(RECORD EXTRACTS)

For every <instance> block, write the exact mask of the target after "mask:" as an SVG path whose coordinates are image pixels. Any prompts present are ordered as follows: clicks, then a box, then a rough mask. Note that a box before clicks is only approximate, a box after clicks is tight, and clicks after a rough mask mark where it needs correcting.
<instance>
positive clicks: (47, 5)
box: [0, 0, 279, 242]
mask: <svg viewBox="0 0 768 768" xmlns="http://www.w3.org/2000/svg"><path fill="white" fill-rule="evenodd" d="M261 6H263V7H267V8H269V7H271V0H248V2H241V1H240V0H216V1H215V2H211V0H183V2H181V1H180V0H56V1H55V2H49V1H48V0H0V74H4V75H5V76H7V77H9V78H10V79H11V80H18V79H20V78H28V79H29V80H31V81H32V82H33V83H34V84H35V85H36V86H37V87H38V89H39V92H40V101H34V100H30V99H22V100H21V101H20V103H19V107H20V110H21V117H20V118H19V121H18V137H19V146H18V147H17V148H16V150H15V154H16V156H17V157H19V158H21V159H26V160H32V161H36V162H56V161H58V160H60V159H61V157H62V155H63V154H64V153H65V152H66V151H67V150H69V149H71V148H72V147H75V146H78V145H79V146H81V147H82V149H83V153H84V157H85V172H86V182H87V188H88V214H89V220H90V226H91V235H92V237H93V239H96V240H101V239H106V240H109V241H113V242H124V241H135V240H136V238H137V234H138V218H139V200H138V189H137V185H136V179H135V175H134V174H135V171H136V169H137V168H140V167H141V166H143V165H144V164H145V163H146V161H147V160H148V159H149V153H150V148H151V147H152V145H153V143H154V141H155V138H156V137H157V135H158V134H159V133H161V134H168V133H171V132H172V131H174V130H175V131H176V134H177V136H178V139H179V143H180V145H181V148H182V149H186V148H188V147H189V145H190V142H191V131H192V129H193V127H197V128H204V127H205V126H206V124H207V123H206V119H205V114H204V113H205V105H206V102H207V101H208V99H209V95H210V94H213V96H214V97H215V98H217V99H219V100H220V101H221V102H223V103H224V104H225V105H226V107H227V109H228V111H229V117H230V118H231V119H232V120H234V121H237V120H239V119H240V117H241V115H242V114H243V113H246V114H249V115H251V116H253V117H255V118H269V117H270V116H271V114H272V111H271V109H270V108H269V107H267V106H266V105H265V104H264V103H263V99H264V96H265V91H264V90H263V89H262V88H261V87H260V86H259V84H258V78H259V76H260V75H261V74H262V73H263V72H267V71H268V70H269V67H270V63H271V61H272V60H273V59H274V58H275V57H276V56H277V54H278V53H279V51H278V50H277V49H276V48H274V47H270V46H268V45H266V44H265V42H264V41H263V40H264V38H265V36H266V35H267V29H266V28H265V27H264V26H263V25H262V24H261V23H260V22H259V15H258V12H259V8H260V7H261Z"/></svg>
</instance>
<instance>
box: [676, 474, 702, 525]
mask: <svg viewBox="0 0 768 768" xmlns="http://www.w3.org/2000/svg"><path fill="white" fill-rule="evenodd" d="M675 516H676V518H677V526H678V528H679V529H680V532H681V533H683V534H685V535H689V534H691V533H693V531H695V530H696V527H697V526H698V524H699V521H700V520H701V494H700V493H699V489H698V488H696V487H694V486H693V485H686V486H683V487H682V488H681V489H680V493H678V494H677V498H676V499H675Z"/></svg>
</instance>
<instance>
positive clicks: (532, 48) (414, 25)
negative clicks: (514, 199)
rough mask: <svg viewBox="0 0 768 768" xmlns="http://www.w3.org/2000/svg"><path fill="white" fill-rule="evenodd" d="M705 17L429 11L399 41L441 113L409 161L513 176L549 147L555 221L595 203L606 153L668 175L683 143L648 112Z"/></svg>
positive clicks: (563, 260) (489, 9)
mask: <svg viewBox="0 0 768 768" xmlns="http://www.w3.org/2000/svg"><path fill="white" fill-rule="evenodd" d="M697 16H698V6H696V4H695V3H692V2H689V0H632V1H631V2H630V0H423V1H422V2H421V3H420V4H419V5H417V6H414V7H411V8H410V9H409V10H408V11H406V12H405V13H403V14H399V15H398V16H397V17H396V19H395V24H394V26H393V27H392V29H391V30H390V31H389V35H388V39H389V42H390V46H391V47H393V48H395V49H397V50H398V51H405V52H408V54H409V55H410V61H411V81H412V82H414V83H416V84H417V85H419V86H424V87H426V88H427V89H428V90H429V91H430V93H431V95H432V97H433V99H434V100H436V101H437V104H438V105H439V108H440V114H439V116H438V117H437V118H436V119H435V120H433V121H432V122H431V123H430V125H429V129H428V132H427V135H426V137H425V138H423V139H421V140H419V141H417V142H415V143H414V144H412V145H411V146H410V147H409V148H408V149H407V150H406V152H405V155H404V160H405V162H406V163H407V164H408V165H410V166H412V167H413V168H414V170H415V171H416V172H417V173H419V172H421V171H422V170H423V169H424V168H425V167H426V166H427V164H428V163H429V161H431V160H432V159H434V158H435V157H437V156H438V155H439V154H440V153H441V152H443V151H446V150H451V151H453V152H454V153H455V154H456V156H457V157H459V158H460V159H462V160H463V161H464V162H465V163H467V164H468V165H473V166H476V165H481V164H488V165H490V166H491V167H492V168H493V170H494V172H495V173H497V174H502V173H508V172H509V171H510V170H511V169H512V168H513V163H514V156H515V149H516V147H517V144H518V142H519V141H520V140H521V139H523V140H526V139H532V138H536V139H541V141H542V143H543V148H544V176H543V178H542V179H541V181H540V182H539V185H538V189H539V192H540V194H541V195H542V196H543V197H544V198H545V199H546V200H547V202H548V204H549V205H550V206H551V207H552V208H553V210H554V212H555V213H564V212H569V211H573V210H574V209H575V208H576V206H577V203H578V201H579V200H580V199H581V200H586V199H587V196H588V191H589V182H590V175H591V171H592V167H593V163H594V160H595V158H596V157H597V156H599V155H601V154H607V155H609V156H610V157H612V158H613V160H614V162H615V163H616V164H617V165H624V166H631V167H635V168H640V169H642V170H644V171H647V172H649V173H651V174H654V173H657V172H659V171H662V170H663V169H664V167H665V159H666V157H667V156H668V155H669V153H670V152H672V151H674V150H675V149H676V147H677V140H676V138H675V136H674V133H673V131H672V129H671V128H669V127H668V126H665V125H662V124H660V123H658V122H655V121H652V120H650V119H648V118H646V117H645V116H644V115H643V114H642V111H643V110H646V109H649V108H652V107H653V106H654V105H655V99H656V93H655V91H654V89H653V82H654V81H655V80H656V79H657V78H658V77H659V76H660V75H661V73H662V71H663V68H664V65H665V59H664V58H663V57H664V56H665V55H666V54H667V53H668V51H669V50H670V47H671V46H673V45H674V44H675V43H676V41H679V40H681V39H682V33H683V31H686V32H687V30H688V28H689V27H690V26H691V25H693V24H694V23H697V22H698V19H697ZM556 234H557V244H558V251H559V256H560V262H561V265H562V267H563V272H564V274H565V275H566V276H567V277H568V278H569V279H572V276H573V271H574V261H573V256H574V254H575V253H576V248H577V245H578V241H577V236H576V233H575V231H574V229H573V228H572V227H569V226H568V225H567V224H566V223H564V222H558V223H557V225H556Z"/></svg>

(End RECORD EXTRACTS)

* _TASK OBJECTIVE_
So that nothing is lost, please repeat all of the entries exactly.

* _WRITTEN ANSWER_
For every <instance> block, write the exact mask of the target after "mask:" as an SVG path whose coordinates are image pixels. Any prompts present are ordered as follows: clicks, then a box, then a rough mask. Note that a box before clicks is only approximate, a box after clicks is tight, and clicks after a rough mask mark where it needs correcting.
<instance>
positive clicks: (47, 5)
box: [0, 0, 279, 242]
mask: <svg viewBox="0 0 768 768" xmlns="http://www.w3.org/2000/svg"><path fill="white" fill-rule="evenodd" d="M261 6H263V7H267V8H269V7H271V0H248V2H241V1H240V0H216V1H215V2H211V0H183V2H181V1H180V0H56V1H55V2H49V1H48V0H0V74H4V75H5V76H7V77H9V78H10V79H11V80H18V79H20V78H28V79H29V80H31V81H32V82H33V83H34V84H35V85H36V86H37V87H38V89H39V92H40V101H34V100H30V99H22V100H21V101H20V103H19V107H20V110H21V117H20V118H19V121H18V137H19V146H18V147H17V148H16V150H15V154H16V156H17V157H19V158H21V159H26V160H32V161H36V162H56V161H58V160H60V159H61V157H62V155H63V154H64V153H65V152H66V151H67V150H69V149H71V148H72V147H75V146H78V145H79V146H81V147H82V149H83V153H84V157H85V172H86V182H87V188H88V214H89V220H90V226H91V235H92V237H93V239H96V240H101V239H106V240H109V241H113V242H124V241H135V240H136V238H137V234H138V218H139V200H138V189H137V185H136V179H135V175H134V174H135V171H136V169H137V168H140V167H141V166H143V165H144V164H145V163H146V161H147V160H148V159H149V153H150V148H151V147H152V145H153V143H154V141H155V138H156V137H157V135H158V134H159V133H161V134H168V133H171V132H172V131H174V130H175V131H176V134H177V136H178V139H179V143H180V145H181V148H182V149H186V148H188V147H189V145H190V142H191V131H192V129H193V127H197V128H204V127H205V126H206V124H207V123H206V119H205V114H204V113H205V105H206V102H207V101H208V99H209V95H210V94H213V96H214V97H215V98H217V99H219V100H220V101H221V102H223V103H224V104H225V105H226V107H227V109H228V111H229V117H230V118H231V119H232V120H234V121H237V120H239V119H240V117H241V115H242V114H243V113H246V114H249V115H251V116H253V117H255V118H269V117H270V116H271V114H272V111H271V109H270V108H269V107H267V106H266V105H265V104H264V103H263V99H264V96H265V91H264V90H263V89H262V88H261V87H260V86H259V84H258V78H259V76H260V75H261V74H262V73H263V72H267V71H268V70H269V67H270V63H271V61H272V60H273V59H274V58H275V57H276V56H277V54H278V53H279V51H278V50H277V49H276V48H274V47H270V46H268V45H266V44H265V42H264V41H263V40H264V38H265V36H266V35H267V29H266V28H265V27H264V26H263V25H262V24H261V23H260V22H259V15H258V12H259V8H260V7H261Z"/></svg>
</instance>
<instance>
box: [676, 474, 702, 525]
mask: <svg viewBox="0 0 768 768" xmlns="http://www.w3.org/2000/svg"><path fill="white" fill-rule="evenodd" d="M675 516H676V518H677V526H678V528H679V529H680V532H681V533H683V534H685V535H689V534H691V533H693V531H695V530H696V527H697V526H698V524H699V521H700V520H701V494H700V493H699V489H698V488H696V487H694V486H693V485H686V486H683V487H682V488H681V489H680V493H678V494H677V498H676V499H675Z"/></svg>
</instance>
<instance>
positive clicks: (532, 48) (414, 25)
negative clicks: (514, 199)
rough mask: <svg viewBox="0 0 768 768" xmlns="http://www.w3.org/2000/svg"><path fill="white" fill-rule="evenodd" d="M705 17L429 11L399 41L441 113L409 161L513 176L549 147L555 221L595 203L606 153L668 175L683 143L648 112Z"/></svg>
positive clicks: (563, 260) (489, 9)
mask: <svg viewBox="0 0 768 768" xmlns="http://www.w3.org/2000/svg"><path fill="white" fill-rule="evenodd" d="M697 16H698V6H696V4H695V3H692V2H689V0H632V1H631V2H630V0H423V1H422V2H421V3H420V4H419V5H417V6H414V7H411V8H410V9H409V10H408V11H406V12H405V13H403V14H399V15H398V16H397V17H396V19H395V24H394V26H393V27H392V29H391V30H390V31H389V35H388V39H389V42H390V46H391V47H393V48H395V49H397V50H398V51H405V52H408V54H409V55H410V61H411V81H412V82H414V83H416V84H417V85H419V86H424V87H426V88H427V89H428V90H429V91H430V93H431V95H432V97H433V99H434V100H436V101H437V104H438V105H439V108H440V114H439V116H438V117H437V118H436V119H435V120H433V121H432V122H431V123H430V125H429V129H428V132H427V135H426V137H425V138H423V139H421V140H419V141H417V142H415V143H414V144H412V145H411V146H410V147H409V148H408V149H407V150H406V152H405V155H404V160H405V162H406V163H407V164H408V165H410V166H412V167H413V168H414V170H415V171H416V172H417V173H419V172H421V171H422V170H423V169H424V168H425V167H426V166H427V164H428V163H429V161H431V160H432V159H434V158H435V157H437V156H438V155H439V154H440V153H441V152H443V151H446V150H451V151H453V152H454V153H455V154H456V156H457V157H459V158H460V159H462V160H463V161H464V162H465V163H467V164H468V165H473V166H476V165H481V164H488V165H490V166H491V167H492V168H493V170H494V172H495V173H497V174H502V173H508V172H509V171H510V170H511V169H512V168H513V163H514V156H515V149H516V147H517V144H518V142H519V141H520V140H521V139H523V140H526V139H532V138H536V139H541V141H542V143H543V148H544V176H543V178H542V179H541V181H540V182H539V185H538V189H539V192H540V194H541V195H542V196H543V197H544V198H545V199H546V200H547V202H548V204H549V205H550V206H551V207H552V208H553V210H554V212H555V213H564V212H569V211H573V210H574V209H575V208H576V206H577V203H578V201H579V200H580V199H581V200H586V199H587V196H588V191H589V182H590V175H591V171H592V167H593V163H594V160H595V158H596V157H597V156H599V155H601V154H607V155H609V156H610V157H612V158H613V160H614V162H615V163H616V164H617V165H624V166H631V167H635V168H640V169H642V170H644V171H647V172H649V173H651V174H654V173H657V172H659V171H662V170H663V169H664V167H665V159H666V157H667V156H668V155H669V153H670V152H672V151H674V150H675V149H676V147H677V140H676V138H675V136H674V133H673V131H672V129H671V128H669V127H668V126H665V125H662V124H660V123H658V122H655V121H652V120H650V119H648V118H646V117H645V116H644V115H643V114H642V111H643V110H646V109H649V108H652V107H653V106H654V105H655V99H656V93H655V91H654V89H653V82H654V81H655V80H656V79H657V78H658V77H659V76H660V75H661V73H662V71H663V68H664V65H665V59H664V58H663V57H664V56H665V55H666V54H667V53H668V51H669V50H670V47H671V46H673V45H674V44H675V43H676V41H679V40H681V39H682V33H683V31H686V32H687V30H688V28H689V27H690V26H691V25H693V24H694V23H697V22H698V19H697ZM556 234H557V244H558V251H559V256H560V262H561V265H562V267H563V272H564V274H565V275H566V276H567V277H568V278H569V279H572V276H573V271H574V261H573V256H574V254H575V253H576V248H577V245H578V241H577V236H576V233H575V231H574V229H573V228H572V227H569V226H568V225H567V224H566V223H564V222H558V223H557V225H556Z"/></svg>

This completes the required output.